Please pick out every line in the records below that contains the word "document", and copy each one.

Records from a point-labeling set
------------------------

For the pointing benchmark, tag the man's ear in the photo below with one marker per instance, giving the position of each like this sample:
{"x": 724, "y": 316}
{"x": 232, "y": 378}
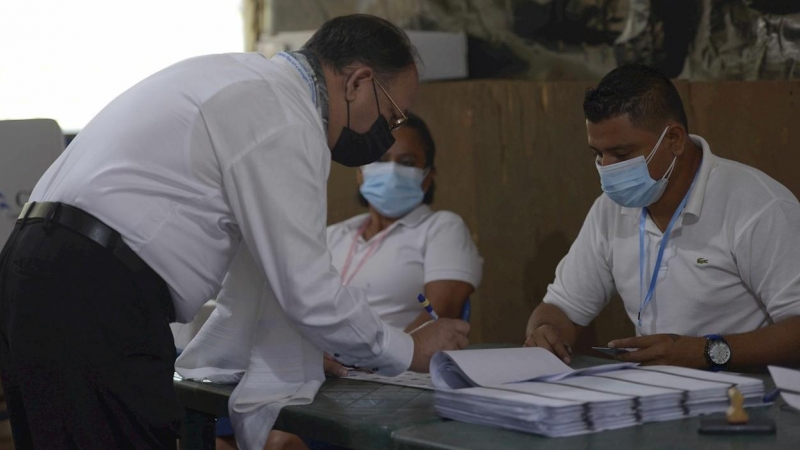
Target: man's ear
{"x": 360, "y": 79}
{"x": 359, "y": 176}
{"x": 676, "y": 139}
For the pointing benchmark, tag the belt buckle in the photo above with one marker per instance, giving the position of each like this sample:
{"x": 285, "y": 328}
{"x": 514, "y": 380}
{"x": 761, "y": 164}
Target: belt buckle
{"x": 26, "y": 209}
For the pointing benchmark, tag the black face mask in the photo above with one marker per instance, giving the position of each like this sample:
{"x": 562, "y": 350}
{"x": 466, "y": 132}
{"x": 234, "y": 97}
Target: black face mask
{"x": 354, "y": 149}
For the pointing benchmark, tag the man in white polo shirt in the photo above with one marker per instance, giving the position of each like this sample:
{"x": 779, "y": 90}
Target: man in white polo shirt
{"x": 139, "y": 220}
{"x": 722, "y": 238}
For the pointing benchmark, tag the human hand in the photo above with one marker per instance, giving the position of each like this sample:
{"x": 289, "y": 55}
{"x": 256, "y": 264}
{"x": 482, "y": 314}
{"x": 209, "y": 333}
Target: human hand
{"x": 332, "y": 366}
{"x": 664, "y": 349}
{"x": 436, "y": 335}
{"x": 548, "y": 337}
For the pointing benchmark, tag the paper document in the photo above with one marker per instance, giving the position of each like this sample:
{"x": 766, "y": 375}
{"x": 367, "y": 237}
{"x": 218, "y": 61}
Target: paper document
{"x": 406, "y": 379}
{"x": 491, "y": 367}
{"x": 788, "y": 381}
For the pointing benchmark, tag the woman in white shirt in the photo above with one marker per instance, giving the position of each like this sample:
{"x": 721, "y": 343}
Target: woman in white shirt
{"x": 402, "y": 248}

------------------------

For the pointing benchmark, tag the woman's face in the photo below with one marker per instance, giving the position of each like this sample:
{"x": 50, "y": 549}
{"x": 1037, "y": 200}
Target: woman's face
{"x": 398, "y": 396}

------------------------

Final answer:
For the pointing benchmark, tag the paper document in the photo above with one marker per instance, giving the position of each like this sample:
Target: paper document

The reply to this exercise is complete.